What the exercise asks> Which lines in the records below contain the word "chair"? Copy each of those lines in full.
———
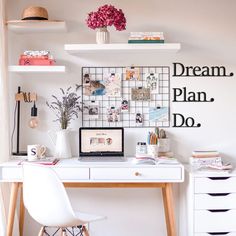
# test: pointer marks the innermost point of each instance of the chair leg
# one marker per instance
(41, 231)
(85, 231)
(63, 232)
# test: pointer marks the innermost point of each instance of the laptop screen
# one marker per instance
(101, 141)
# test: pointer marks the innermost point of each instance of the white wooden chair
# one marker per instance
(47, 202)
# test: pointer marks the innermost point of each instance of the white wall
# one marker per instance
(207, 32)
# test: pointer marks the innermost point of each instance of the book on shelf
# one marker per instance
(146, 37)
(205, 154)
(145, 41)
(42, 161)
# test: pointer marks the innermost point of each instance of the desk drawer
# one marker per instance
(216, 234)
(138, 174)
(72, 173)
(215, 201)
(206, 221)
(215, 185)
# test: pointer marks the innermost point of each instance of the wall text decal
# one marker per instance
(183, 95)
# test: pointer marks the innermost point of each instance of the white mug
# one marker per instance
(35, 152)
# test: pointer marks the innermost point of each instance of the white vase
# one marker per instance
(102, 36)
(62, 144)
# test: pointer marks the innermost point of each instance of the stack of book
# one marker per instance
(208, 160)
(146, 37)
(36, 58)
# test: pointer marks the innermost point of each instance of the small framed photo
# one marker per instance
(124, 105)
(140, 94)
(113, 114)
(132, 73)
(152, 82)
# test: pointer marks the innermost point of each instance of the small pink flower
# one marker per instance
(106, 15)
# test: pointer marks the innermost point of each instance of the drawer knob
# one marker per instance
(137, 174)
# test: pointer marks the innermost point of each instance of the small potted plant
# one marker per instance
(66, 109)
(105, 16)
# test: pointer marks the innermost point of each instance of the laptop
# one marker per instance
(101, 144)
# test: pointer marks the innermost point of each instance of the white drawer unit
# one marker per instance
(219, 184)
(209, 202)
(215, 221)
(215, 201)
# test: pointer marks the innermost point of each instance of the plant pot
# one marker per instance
———
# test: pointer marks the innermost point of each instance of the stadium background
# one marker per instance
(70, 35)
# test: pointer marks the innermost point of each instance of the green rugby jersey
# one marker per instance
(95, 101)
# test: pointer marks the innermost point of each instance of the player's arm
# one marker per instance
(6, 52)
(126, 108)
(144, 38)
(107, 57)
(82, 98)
———
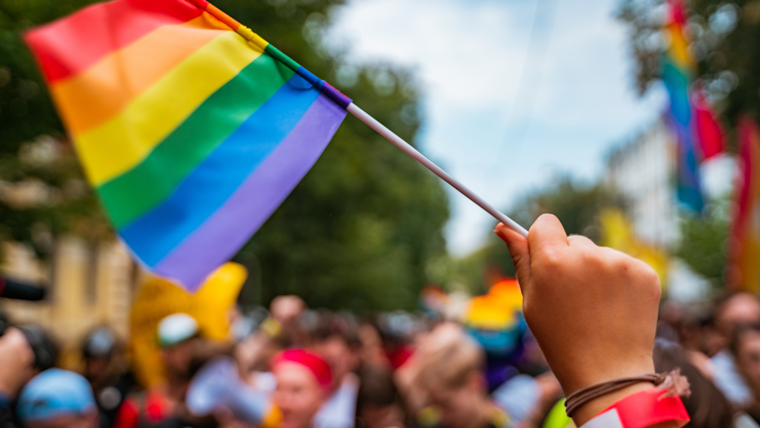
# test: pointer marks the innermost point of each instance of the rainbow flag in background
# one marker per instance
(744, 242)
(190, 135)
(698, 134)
———
Final result>
# test: pointer marks the innermost point of each instance of the chair leg
# test: pointer marks the innermost point of each instance of the white wooden chair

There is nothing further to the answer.